**Aufgabe 1**: Suche in der Liste jede Zeile, in der die Zeichenfolge "cathedral" vorkommt, und gib diese Zeilen unverändert wieder. Groß- und Kleinschreibung sind dabei zu beachten.

**Textabschnitt**:
---
24.06.2020

Räumungsprozess: Gericht muss Gutachten über Gesundheitszustand des Mieters einholen

Beruft sich der Mieter im Räumungsprozess darauf, die Beendigung des Mietverhältnisses stelle für ihn eine unzumutbare Härte dar und trägt er zu seinen diesbezüglich geltend gemachten gesundheitlichen Beeinträchtigungen substantiiert sowie unter Vorlage aussagekräftiger fachärztlicher Atteste vor, verstößt die Nichteinholung eines Sachverständigengutachtens zum Gesundheitszustand des Mieters sowie zu der Art, dem Umfang und den konkreten Auswirkungen seiner - behaupteten - Erkrankungen auf die Lebensführung im Allgemeinen und im Falle des Verlusts der vertrauten Umgebung regelmäßig gegen das Gebot rechtlichen Gehörs.

BGH v. 26.5.2020 - VIII ZR 64/19
Der Sachverhalt:
Die Beklagten sind seit 2009 Mieter einer Fünf-Zimmer-Wohnung des Klägers. Im April 2017 kündigte der Kläger das Mietverhältnis wegen Eigenbedarfs. Die Beklagten widersprachen der Kündigung und beriefen sich auf das Vorliegen von Härtegründen nach § 574 Abs. 1 Satz 1 BGB. Ein Umzug sei ihnen aus gesundheitlichen Gründen nicht zuzumuten. Diesbezüglich legten sie mit der Klageerwiderung zahlreiche Atteste über ihre gesundheitlichen Beeinträchtigungen sowie amtliche Bescheinigungen über einen Behinderungsgrad des Ehemanns (GdB) von 70 und der Ehefrau von 40 vor.
---
**Verfügbare Daten**:
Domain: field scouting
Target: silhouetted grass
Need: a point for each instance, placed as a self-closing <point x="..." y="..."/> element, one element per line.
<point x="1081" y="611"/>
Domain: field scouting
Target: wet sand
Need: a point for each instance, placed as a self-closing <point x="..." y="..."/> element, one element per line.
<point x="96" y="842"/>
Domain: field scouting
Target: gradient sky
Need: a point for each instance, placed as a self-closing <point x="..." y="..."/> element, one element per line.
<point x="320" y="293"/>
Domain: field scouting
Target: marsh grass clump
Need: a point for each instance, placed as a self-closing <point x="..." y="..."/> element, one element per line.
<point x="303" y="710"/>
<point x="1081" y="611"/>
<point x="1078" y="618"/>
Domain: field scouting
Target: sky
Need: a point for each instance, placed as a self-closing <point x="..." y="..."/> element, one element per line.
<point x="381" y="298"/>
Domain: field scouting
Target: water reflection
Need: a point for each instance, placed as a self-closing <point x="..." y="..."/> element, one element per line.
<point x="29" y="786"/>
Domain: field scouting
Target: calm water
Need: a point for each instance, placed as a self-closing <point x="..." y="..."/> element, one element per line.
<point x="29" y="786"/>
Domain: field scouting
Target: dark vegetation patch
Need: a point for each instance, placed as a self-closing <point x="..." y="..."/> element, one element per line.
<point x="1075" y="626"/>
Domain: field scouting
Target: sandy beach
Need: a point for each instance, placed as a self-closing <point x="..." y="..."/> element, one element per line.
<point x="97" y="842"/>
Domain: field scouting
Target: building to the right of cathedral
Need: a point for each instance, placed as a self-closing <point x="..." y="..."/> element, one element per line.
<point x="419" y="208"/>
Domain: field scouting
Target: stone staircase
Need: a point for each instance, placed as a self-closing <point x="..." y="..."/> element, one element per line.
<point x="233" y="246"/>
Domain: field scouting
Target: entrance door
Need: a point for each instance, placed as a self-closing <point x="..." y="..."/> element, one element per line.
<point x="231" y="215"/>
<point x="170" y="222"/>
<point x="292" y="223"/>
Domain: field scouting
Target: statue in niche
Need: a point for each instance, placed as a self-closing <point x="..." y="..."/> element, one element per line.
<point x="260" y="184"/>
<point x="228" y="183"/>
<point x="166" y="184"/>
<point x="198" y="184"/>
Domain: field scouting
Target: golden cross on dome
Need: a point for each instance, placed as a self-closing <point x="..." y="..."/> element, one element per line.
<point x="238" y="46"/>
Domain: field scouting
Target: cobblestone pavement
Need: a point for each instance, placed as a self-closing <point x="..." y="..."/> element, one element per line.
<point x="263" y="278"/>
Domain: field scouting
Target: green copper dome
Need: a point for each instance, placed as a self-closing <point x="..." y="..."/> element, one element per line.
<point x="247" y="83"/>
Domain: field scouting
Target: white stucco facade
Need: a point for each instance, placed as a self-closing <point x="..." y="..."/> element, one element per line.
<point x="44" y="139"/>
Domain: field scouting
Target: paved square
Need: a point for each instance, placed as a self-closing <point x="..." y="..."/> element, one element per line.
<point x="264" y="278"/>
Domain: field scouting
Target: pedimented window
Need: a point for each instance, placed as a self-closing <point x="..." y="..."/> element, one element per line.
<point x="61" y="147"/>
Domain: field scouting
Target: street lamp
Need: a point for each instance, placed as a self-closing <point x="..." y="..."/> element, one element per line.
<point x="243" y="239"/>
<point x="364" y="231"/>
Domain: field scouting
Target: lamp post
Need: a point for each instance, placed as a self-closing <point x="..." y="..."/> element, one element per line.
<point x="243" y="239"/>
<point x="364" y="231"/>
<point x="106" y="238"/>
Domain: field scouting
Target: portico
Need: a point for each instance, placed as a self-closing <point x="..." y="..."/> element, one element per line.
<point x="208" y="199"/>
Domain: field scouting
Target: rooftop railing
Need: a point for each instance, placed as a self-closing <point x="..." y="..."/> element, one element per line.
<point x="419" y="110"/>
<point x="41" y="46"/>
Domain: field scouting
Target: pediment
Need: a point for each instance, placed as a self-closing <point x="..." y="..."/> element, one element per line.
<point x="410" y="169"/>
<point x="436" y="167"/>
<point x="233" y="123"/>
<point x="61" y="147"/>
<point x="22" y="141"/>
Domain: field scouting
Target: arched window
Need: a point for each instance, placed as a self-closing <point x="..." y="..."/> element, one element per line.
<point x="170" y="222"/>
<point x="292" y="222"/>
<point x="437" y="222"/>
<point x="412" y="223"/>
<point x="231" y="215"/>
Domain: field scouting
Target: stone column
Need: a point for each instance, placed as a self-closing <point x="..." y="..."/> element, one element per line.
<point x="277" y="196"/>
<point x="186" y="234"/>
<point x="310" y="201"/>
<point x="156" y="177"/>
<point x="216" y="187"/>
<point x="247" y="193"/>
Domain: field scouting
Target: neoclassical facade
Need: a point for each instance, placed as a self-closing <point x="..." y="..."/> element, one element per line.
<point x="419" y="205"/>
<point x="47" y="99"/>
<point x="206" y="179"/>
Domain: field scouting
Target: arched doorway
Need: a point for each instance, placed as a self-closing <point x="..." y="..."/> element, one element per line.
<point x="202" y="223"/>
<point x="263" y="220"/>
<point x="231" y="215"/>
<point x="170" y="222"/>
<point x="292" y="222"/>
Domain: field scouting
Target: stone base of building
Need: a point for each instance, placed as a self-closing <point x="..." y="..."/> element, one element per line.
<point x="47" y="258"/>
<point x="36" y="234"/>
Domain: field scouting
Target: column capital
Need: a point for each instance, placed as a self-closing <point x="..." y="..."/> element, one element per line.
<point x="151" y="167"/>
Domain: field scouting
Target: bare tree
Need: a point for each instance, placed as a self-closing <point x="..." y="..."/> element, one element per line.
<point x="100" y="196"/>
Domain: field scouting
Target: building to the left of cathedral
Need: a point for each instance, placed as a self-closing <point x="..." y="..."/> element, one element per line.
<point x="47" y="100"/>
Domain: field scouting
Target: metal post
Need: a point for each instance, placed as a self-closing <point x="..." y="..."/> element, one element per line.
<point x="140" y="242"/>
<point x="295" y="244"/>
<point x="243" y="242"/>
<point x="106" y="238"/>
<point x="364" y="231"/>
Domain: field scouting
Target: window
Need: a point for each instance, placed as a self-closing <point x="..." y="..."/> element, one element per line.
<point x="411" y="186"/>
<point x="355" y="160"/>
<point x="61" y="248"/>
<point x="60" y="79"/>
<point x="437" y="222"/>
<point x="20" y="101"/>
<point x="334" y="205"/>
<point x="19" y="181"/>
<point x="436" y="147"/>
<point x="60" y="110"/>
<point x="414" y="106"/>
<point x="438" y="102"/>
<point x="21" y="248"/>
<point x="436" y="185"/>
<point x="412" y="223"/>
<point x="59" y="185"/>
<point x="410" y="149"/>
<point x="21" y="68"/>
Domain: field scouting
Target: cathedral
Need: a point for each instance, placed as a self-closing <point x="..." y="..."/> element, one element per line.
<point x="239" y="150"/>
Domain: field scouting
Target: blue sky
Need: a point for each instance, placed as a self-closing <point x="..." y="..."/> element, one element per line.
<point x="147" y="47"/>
---
**Aufgabe 2**: Gib aus dem Text zum Räumungsprozess den Abschnitt zwischen "BGH v. 26.5.2020" und "von 40 vor." einschließlich wortgetreu wieder.

**Antwort 1**:
Target: building to the right of cathedral
Target: building to the left of cathedral
Target: cathedral

**Antwort 2**:
BGH v. 26.5.2020 - VIII ZR 64/19
Der Sachverhalt:
Die Beklagten sind seit 2009 Mieter einer Fünf-Zimmer-Wohnung des Klägers. Im April 2017 kündigte der Kläger das Mietverhältnis wegen Eigenbedarfs. Die Beklagten widersprachen der Kündigung und beriefen sich auf das Vorliegen von Härtegründen nach § 574 Abs. 1 Satz 1 BGB. Ein Umzug sei ihnen aus gesundheitlichen Gründen nicht zuzumuten. Diesbezüglich legten sie mit der Klageerwiderung zahlreiche Atteste über ihre gesundheitlichen Beeinträchtigungen sowie amtliche Bescheinigungen über einen Behinderungsgrad des Ehemanns (GdB) von 70 und der Ehefrau von 40 vor.